WORK TO DO
Please locate each line in the entries below that contains the word "blue" and copy it. Case counts.

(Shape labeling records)
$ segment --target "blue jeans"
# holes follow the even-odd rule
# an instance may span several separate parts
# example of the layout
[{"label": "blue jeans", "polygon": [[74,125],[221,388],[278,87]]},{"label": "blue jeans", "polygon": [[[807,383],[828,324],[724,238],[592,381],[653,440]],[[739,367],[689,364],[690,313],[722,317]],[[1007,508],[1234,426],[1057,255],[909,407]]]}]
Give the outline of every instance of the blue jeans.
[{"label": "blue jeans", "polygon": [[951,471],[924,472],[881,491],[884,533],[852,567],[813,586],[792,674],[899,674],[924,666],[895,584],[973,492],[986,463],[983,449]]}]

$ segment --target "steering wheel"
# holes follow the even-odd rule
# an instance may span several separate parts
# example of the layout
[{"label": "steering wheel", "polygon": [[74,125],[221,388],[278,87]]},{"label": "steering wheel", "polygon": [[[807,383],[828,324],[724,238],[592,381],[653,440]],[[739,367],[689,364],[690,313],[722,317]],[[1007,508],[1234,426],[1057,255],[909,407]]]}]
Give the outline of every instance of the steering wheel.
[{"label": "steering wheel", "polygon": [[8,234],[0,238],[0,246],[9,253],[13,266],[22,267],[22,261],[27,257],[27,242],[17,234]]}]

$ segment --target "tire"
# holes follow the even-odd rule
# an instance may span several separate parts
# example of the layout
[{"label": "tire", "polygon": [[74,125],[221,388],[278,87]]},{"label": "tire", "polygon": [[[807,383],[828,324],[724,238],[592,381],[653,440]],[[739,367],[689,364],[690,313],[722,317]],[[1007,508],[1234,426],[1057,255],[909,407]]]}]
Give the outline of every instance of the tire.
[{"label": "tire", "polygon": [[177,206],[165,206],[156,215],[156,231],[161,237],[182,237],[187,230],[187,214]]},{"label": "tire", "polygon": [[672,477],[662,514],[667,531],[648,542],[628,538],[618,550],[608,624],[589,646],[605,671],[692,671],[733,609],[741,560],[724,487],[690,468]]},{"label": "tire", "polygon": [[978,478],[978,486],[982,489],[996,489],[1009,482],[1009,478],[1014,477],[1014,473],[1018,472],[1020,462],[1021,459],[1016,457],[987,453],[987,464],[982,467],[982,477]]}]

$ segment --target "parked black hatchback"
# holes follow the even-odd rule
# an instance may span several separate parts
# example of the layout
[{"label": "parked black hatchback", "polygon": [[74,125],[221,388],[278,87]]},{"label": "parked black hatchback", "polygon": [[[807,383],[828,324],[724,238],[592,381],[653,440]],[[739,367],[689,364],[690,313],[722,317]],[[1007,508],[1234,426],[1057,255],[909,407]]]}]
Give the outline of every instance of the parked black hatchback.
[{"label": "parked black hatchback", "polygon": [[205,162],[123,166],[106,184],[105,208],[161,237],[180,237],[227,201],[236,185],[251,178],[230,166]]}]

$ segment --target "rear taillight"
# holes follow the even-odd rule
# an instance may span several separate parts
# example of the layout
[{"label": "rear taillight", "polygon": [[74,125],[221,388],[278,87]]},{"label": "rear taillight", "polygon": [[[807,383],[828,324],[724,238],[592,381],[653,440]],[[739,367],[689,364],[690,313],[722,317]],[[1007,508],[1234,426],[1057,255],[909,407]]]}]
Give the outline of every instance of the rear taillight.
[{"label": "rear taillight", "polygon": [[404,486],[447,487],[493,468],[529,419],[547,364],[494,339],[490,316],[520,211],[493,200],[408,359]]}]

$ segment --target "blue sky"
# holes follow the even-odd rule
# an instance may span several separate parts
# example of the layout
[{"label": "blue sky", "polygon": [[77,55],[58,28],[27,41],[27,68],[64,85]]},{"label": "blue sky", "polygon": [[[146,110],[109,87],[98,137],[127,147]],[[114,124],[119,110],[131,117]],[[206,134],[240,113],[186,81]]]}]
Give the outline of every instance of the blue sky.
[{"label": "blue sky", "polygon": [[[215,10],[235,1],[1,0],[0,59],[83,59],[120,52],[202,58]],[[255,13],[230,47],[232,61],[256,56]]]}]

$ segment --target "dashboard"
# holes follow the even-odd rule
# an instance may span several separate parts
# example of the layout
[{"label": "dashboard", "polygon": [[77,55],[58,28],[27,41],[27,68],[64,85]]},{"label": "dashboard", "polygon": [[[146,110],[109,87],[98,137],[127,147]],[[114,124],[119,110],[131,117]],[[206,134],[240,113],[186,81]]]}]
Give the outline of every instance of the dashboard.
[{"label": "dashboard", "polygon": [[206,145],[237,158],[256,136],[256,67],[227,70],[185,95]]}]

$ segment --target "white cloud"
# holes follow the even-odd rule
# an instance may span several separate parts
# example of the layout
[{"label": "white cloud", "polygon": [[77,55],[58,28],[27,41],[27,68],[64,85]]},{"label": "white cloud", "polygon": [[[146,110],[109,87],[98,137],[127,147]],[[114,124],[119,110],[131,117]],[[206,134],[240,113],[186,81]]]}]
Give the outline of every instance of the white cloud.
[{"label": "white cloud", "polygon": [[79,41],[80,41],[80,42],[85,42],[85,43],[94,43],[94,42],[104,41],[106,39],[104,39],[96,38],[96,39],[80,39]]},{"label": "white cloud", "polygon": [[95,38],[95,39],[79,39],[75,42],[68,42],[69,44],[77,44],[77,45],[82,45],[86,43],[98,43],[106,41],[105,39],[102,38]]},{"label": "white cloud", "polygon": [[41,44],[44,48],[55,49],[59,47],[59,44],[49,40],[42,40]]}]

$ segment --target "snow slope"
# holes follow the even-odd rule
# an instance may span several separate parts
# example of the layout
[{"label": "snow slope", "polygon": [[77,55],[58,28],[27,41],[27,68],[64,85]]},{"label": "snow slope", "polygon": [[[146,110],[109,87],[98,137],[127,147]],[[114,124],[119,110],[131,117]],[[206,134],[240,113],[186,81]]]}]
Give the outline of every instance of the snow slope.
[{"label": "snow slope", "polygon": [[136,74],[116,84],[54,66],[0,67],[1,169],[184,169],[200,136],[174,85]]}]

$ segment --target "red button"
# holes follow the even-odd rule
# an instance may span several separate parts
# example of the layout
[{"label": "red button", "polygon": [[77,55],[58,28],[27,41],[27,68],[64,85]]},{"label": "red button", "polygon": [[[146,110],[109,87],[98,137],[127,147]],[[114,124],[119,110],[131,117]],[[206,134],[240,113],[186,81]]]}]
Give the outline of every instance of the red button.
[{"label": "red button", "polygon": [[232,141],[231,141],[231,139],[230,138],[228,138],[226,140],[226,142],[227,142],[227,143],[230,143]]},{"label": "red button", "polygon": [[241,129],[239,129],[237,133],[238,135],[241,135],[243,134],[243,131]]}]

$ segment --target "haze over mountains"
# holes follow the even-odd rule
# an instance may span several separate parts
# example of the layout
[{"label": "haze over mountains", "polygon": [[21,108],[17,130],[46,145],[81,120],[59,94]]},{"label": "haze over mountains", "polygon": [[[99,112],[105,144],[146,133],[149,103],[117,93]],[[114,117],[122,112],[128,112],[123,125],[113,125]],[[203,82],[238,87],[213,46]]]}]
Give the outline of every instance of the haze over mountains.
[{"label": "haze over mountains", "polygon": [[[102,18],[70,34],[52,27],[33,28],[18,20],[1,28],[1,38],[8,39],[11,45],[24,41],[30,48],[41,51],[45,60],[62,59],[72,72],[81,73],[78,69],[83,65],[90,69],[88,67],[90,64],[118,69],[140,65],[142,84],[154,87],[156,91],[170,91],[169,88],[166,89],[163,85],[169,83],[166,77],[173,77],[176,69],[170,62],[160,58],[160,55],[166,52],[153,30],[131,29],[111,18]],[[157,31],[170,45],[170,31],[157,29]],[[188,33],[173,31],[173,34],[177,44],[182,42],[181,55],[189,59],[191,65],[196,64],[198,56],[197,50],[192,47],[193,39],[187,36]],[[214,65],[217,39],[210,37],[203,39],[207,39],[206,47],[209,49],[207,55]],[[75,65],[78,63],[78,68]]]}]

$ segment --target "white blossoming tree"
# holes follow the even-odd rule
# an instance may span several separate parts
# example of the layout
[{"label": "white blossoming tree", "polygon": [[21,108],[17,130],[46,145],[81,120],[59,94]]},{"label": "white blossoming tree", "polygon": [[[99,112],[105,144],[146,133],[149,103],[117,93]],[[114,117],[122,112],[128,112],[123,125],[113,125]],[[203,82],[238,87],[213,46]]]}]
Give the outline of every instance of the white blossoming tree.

TASK RESULT
$ segment --target "blue jeans"
[{"label": "blue jeans", "polygon": [[74,125],[221,388],[278,87]]},{"label": "blue jeans", "polygon": [[[807,383],[828,324],[724,238],[592,381],[653,440]],[[739,367],[689,364],[690,313],[722,317]],[[1007,508],[1234,426],[1057,255],[909,407]]]}]
Give the outline of every instance of the blue jeans.
[{"label": "blue jeans", "polygon": [[951,471],[924,472],[881,491],[884,533],[852,567],[813,586],[792,674],[899,674],[924,666],[895,584],[973,492],[986,463],[983,449]]}]
$ segment --target "blue sky"
[{"label": "blue sky", "polygon": [[77,55],[58,28],[27,41],[27,68],[64,85]]},{"label": "blue sky", "polygon": [[[146,110],[109,87],[98,137],[127,147]],[[114,124],[119,110],[131,117]],[[206,134],[240,113],[186,81]]]}]
Give the outline of every instance of the blue sky.
[{"label": "blue sky", "polygon": [[[215,10],[235,1],[1,0],[0,59],[83,59],[120,52],[202,58]],[[255,13],[230,47],[232,61],[256,56]]]}]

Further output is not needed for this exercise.